▸ Given task: Please return every item below word for word, leaving out the pictures.

▸ Extracted information:
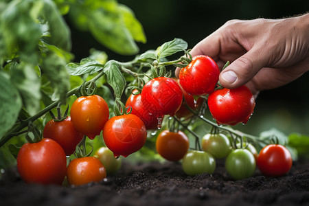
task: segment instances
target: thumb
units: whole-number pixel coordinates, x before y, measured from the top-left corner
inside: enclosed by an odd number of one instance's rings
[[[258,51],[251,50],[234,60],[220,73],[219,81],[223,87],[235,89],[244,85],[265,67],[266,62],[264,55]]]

▸ The answer:
task: segment instances
target: thumb
units: whole-number pixel coordinates, x before y, measured from the top-left corner
inside: enclosed by an odd number of one instance's rings
[[[258,51],[251,50],[234,60],[220,73],[219,81],[223,87],[235,89],[244,85],[265,67],[266,62],[264,55]]]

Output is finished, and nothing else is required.